→ Instruction
Rewrite the records below as a two-column CSV with the headers record_text and reply, one row per record. Cover only the stretch that opens with the line containing "the white dress" and closes with the line containing "x=253, y=621", quoting every field and turning line breaks into spaces.

-- start Data for this task --

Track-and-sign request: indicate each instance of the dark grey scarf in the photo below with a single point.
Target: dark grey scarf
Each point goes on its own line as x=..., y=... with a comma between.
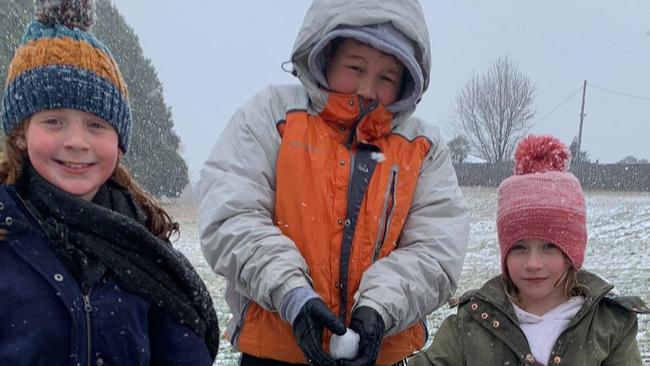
x=107, y=236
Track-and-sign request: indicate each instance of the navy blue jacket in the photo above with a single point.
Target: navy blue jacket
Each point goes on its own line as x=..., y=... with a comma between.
x=46, y=320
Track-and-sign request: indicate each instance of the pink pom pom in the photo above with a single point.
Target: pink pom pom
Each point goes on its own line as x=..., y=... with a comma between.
x=541, y=153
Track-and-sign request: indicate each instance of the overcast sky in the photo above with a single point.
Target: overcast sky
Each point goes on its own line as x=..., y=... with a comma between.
x=212, y=56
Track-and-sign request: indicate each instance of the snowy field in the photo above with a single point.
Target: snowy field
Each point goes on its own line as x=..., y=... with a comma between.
x=618, y=250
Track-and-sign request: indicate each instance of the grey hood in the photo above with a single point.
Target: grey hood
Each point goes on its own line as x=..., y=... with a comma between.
x=325, y=16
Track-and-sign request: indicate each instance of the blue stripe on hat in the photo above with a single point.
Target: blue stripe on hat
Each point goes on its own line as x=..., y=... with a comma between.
x=37, y=30
x=57, y=86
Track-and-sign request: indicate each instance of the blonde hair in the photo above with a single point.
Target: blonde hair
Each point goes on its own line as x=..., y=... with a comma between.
x=572, y=286
x=12, y=163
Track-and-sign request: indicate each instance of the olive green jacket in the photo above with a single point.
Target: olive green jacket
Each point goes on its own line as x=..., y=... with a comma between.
x=485, y=331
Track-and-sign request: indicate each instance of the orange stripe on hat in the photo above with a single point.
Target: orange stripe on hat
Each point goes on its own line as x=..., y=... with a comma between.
x=65, y=51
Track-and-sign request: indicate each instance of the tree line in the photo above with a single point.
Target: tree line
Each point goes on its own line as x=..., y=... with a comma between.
x=154, y=154
x=494, y=110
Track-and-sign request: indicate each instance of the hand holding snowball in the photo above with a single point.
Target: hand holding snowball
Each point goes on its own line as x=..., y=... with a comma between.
x=345, y=346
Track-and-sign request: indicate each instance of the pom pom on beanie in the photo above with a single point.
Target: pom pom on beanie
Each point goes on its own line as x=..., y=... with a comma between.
x=71, y=13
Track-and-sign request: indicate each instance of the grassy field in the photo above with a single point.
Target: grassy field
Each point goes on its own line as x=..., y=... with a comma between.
x=618, y=250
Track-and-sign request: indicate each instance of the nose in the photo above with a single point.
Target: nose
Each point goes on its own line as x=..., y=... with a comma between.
x=367, y=89
x=534, y=261
x=76, y=137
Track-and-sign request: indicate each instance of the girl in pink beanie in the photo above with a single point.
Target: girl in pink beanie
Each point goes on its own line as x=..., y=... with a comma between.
x=543, y=309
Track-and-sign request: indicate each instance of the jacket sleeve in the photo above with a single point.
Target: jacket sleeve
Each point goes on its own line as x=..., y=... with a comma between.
x=626, y=350
x=445, y=350
x=175, y=344
x=423, y=272
x=237, y=188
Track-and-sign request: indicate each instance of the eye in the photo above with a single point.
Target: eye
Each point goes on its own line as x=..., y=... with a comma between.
x=387, y=79
x=51, y=121
x=355, y=68
x=550, y=246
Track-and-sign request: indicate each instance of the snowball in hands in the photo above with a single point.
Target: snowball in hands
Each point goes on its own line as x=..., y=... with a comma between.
x=345, y=346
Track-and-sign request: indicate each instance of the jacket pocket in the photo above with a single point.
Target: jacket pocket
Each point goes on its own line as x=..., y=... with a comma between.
x=387, y=213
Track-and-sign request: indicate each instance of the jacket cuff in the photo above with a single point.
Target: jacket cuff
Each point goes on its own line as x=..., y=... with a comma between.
x=280, y=292
x=388, y=320
x=293, y=302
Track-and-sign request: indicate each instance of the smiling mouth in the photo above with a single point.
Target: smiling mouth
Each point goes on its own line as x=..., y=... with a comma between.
x=535, y=279
x=70, y=165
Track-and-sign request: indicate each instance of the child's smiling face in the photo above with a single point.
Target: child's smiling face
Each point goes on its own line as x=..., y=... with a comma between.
x=537, y=268
x=358, y=68
x=74, y=150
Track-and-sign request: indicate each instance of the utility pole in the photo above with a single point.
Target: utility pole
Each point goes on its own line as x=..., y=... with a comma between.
x=582, y=116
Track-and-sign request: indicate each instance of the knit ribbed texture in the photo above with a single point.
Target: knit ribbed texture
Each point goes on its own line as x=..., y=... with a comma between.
x=547, y=205
x=59, y=65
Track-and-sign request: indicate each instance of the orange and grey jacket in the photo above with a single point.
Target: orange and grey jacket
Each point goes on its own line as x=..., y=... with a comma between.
x=311, y=188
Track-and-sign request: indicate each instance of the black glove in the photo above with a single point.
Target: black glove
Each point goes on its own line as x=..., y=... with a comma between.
x=308, y=327
x=369, y=324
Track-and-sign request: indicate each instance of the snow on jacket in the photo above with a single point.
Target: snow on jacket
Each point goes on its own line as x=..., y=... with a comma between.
x=286, y=202
x=485, y=331
x=46, y=320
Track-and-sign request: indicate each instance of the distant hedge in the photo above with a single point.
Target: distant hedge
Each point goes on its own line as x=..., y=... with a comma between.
x=613, y=177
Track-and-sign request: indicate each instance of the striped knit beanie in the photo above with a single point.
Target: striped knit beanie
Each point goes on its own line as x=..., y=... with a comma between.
x=59, y=64
x=542, y=200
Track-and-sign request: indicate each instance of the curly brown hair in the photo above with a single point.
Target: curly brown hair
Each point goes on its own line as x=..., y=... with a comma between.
x=12, y=162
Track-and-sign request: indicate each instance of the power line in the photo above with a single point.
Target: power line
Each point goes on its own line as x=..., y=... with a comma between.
x=558, y=107
x=620, y=93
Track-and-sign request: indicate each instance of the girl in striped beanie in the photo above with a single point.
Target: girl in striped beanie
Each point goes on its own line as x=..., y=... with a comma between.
x=88, y=273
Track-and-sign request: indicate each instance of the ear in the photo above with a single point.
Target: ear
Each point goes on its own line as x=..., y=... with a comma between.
x=21, y=142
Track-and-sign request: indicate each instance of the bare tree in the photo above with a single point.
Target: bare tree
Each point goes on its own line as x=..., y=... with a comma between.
x=494, y=110
x=459, y=148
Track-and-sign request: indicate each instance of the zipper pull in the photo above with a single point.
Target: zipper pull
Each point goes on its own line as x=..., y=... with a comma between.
x=87, y=307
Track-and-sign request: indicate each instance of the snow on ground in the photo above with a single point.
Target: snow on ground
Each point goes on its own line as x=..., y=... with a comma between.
x=618, y=250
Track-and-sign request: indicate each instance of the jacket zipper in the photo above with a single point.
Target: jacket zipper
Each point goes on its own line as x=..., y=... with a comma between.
x=389, y=209
x=240, y=324
x=363, y=111
x=88, y=308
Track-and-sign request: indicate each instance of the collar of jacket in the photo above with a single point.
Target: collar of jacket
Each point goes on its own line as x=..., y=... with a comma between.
x=14, y=217
x=369, y=121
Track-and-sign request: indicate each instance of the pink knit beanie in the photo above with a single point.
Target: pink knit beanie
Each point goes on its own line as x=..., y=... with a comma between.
x=542, y=200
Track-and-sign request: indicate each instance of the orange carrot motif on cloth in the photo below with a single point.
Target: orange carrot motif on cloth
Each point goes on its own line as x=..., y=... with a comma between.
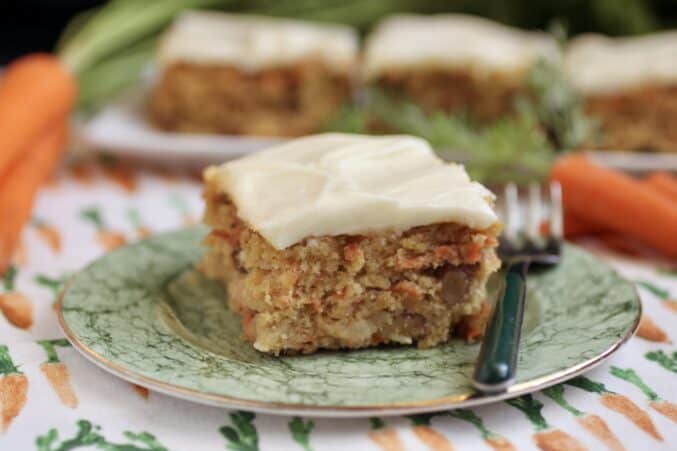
x=16, y=307
x=666, y=408
x=650, y=331
x=385, y=437
x=108, y=239
x=181, y=206
x=546, y=437
x=493, y=440
x=664, y=295
x=434, y=440
x=50, y=235
x=618, y=403
x=135, y=219
x=142, y=391
x=119, y=173
x=590, y=422
x=55, y=285
x=57, y=373
x=13, y=389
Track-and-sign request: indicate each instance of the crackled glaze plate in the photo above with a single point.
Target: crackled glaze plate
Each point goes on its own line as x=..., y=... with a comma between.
x=145, y=314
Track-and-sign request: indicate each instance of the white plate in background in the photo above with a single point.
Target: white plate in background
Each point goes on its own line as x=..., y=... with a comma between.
x=121, y=128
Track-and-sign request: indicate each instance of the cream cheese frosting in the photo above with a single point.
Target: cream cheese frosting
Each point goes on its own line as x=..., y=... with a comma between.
x=335, y=184
x=252, y=42
x=598, y=64
x=453, y=41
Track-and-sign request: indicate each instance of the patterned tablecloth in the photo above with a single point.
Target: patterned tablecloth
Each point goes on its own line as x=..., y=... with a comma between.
x=51, y=398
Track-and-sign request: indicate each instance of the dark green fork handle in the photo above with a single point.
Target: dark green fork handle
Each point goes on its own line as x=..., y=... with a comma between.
x=495, y=368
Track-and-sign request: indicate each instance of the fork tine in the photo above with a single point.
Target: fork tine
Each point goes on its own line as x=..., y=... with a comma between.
x=534, y=214
x=556, y=211
x=511, y=212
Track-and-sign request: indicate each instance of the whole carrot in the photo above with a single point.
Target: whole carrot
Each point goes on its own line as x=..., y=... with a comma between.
x=19, y=186
x=617, y=201
x=36, y=92
x=13, y=389
x=663, y=183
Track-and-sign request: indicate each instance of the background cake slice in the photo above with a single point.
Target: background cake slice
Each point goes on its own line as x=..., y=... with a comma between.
x=453, y=62
x=240, y=74
x=630, y=87
x=348, y=241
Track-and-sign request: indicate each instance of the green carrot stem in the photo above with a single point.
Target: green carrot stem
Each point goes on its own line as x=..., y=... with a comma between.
x=556, y=393
x=93, y=215
x=8, y=278
x=588, y=385
x=300, y=431
x=376, y=423
x=6, y=364
x=532, y=409
x=664, y=360
x=472, y=418
x=629, y=375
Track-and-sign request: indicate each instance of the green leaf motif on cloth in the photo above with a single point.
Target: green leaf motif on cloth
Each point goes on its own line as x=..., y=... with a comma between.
x=242, y=436
x=88, y=436
x=300, y=431
x=669, y=362
x=556, y=393
x=629, y=375
x=532, y=409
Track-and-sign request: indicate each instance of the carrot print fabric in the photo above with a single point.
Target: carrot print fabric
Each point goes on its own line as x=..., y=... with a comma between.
x=52, y=398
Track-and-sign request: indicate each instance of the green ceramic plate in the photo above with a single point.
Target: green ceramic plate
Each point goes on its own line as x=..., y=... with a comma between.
x=144, y=314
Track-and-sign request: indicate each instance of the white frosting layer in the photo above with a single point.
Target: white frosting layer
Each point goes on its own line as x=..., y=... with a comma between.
x=453, y=41
x=334, y=184
x=599, y=65
x=253, y=42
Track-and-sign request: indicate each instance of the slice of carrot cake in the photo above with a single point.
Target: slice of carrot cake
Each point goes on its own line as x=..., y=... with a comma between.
x=348, y=241
x=454, y=62
x=630, y=87
x=251, y=75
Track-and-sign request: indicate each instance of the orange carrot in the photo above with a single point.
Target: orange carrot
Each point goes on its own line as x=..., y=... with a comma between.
x=36, y=92
x=557, y=440
x=50, y=235
x=58, y=377
x=666, y=408
x=13, y=389
x=432, y=438
x=18, y=309
x=629, y=409
x=663, y=183
x=650, y=331
x=20, y=184
x=499, y=444
x=598, y=427
x=387, y=439
x=617, y=202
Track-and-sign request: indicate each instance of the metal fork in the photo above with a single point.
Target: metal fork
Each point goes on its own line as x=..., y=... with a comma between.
x=520, y=248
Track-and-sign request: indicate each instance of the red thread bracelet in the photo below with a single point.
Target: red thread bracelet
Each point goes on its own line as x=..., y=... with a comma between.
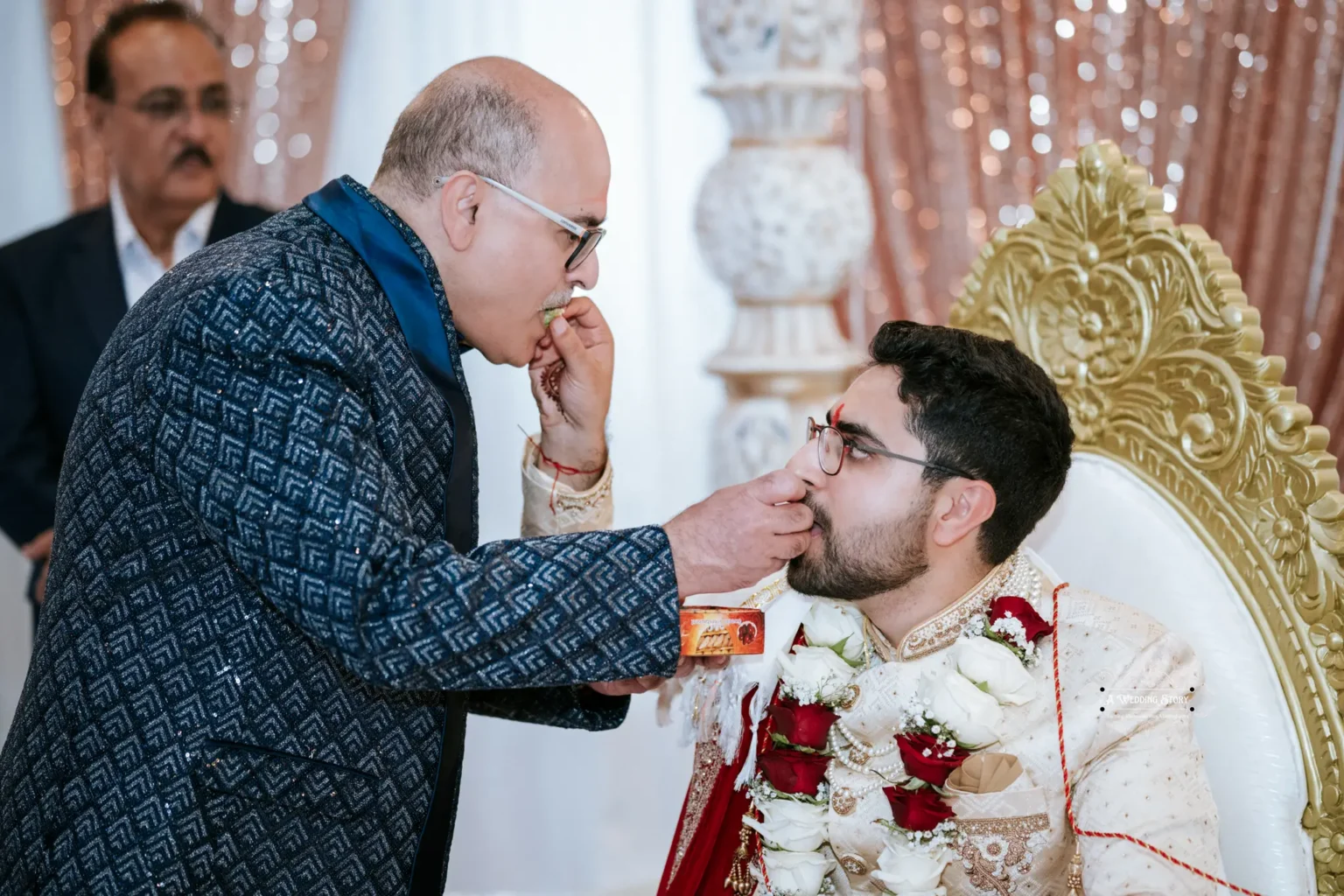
x=559, y=469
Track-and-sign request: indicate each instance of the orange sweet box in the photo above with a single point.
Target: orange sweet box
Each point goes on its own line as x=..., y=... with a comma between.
x=721, y=632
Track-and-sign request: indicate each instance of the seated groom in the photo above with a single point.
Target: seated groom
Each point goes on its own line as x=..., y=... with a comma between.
x=268, y=612
x=900, y=735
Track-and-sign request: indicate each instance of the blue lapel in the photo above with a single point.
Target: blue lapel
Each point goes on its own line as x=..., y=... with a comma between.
x=408, y=286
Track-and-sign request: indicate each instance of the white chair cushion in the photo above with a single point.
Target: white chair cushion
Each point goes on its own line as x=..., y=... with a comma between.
x=1113, y=534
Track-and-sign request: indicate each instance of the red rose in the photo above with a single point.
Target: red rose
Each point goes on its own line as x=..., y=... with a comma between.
x=920, y=808
x=792, y=771
x=1023, y=612
x=934, y=767
x=802, y=725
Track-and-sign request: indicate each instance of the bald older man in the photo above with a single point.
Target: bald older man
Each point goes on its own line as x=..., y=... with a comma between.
x=268, y=615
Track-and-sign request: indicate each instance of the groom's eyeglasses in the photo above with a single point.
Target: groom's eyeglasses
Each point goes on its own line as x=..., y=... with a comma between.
x=586, y=238
x=834, y=444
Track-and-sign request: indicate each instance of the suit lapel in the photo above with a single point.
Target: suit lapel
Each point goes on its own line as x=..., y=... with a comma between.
x=93, y=277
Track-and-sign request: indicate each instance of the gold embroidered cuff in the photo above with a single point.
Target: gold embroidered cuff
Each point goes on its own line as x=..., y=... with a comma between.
x=554, y=508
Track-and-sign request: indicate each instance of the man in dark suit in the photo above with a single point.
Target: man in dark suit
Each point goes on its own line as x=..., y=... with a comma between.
x=269, y=614
x=159, y=101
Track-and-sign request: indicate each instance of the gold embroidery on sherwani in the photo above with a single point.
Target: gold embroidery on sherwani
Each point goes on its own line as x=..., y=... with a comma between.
x=709, y=760
x=996, y=850
x=942, y=629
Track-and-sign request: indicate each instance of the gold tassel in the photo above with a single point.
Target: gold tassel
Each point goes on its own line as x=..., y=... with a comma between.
x=739, y=876
x=1075, y=872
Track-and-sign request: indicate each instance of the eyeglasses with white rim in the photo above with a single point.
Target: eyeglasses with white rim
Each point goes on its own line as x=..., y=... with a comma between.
x=588, y=236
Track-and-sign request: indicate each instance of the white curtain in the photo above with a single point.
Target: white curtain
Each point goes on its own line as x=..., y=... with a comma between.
x=544, y=810
x=32, y=195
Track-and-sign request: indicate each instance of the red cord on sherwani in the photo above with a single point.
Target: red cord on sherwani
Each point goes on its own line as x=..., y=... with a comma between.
x=710, y=822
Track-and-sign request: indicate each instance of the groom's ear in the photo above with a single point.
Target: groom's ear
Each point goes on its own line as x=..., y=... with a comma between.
x=458, y=203
x=960, y=511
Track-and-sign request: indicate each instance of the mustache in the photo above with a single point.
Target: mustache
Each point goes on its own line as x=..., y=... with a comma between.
x=192, y=152
x=819, y=514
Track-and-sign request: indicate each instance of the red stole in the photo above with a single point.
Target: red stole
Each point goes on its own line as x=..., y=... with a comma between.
x=711, y=821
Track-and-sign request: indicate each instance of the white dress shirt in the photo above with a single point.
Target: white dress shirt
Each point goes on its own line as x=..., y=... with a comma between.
x=140, y=268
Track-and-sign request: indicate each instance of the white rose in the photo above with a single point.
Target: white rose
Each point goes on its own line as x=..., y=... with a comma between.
x=990, y=664
x=800, y=828
x=796, y=873
x=812, y=672
x=910, y=871
x=972, y=713
x=828, y=625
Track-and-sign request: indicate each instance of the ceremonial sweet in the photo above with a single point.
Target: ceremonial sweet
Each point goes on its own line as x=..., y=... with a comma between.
x=719, y=632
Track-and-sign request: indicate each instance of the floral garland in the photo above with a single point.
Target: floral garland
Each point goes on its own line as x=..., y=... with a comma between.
x=956, y=715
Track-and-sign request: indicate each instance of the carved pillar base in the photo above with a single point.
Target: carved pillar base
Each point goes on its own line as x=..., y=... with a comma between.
x=781, y=218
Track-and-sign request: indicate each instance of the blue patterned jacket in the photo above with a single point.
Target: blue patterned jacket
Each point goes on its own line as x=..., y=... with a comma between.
x=253, y=621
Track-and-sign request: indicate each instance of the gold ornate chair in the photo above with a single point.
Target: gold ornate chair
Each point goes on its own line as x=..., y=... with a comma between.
x=1200, y=492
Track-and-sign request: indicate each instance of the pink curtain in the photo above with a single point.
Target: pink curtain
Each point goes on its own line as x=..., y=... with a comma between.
x=283, y=58
x=1233, y=105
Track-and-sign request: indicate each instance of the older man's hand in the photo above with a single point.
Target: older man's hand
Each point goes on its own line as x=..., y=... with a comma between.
x=571, y=383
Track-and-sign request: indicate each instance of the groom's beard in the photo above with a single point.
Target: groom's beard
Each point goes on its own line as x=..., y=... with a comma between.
x=878, y=557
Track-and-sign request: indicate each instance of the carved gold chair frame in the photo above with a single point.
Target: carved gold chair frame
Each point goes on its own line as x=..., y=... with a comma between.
x=1146, y=332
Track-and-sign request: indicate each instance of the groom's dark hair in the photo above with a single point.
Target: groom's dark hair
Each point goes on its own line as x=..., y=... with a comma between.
x=982, y=406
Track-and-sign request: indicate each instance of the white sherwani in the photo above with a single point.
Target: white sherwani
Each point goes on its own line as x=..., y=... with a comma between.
x=1135, y=768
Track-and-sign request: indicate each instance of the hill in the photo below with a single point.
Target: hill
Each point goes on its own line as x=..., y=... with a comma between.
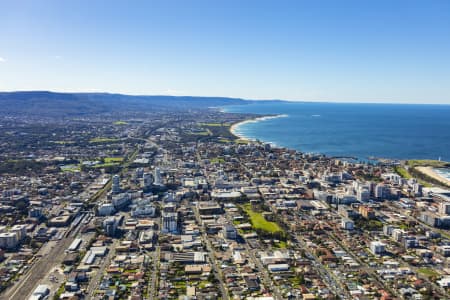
x=49, y=104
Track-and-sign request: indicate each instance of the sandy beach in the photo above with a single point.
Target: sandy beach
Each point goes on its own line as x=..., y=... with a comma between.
x=234, y=127
x=433, y=174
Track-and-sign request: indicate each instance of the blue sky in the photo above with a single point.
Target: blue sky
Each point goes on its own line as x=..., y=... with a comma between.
x=352, y=51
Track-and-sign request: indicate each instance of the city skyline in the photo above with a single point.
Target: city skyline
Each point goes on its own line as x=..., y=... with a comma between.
x=303, y=51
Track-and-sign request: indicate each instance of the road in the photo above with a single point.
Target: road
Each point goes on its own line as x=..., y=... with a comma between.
x=216, y=268
x=52, y=255
x=152, y=283
x=95, y=281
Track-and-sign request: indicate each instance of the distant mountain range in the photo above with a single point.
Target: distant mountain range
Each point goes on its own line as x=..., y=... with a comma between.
x=50, y=104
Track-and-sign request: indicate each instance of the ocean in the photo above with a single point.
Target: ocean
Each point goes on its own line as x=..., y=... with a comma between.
x=363, y=131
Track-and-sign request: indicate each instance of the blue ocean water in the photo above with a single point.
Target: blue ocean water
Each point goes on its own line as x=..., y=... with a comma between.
x=395, y=131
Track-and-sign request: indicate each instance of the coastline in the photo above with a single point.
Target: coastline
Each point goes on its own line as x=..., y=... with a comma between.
x=235, y=126
x=430, y=172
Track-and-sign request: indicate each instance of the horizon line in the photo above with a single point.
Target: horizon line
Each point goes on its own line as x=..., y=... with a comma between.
x=229, y=97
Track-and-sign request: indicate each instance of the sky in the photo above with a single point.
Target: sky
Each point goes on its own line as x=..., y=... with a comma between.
x=338, y=50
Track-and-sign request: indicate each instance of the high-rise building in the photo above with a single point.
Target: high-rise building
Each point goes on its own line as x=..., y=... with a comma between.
x=147, y=180
x=169, y=222
x=444, y=208
x=116, y=184
x=377, y=247
x=110, y=225
x=157, y=176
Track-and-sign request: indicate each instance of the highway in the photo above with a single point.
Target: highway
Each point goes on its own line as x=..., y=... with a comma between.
x=152, y=283
x=216, y=268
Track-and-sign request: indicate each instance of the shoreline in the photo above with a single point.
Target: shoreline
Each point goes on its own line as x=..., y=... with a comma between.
x=430, y=172
x=235, y=126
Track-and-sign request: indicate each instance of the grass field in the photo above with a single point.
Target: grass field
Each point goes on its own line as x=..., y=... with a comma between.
x=217, y=160
x=70, y=168
x=120, y=123
x=427, y=272
x=259, y=222
x=113, y=159
x=103, y=140
x=106, y=165
x=64, y=142
x=402, y=172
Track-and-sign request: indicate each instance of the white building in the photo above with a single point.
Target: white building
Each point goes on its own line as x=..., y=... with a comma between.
x=444, y=208
x=157, y=177
x=169, y=222
x=377, y=247
x=347, y=224
x=147, y=180
x=8, y=240
x=106, y=209
x=363, y=194
x=116, y=184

-- end Data for this task --

→ Task result
record_text,reply
"Track-and-sign request: indicate each instance of the white dress shirt in the photo above with a single point. Target: white dress shirt Each point goes on its own line as x=..., y=... with a comma between.","x=140, y=268"
"Track-and-sign request: indicate each instance of the white rose in the photo above with a single point. Target: white rose Each point goes on its own line as x=..., y=... with a comma between.","x=990, y=664 x=800, y=828 x=796, y=873 x=812, y=672 x=910, y=871 x=972, y=713 x=828, y=625"
"Track-and-sign request: indicate each instance of the ceremonial sweet in the photo above with a single point. Target: ceremonial sweet Each point goes on its own line as x=..., y=... with a comma between.","x=719, y=632"
"Track-and-sign request: indicate each instance of the floral garland in the photo above with a single point. Target: floral garland Each point goes on its own line as x=..., y=... with a comma between.","x=956, y=715"
"Track-and-sign request: indicate each instance of the carved pillar base in the photo above with a single point. Target: carved pillar base Each point goes on its own line as x=..., y=... with a comma between.","x=781, y=218"
"Track-and-sign request: indicate each instance of the blue patterned jacket in the photo above with a single point. Target: blue patterned jacket Each point goes on its own line as x=..., y=... with a comma between.","x=253, y=621"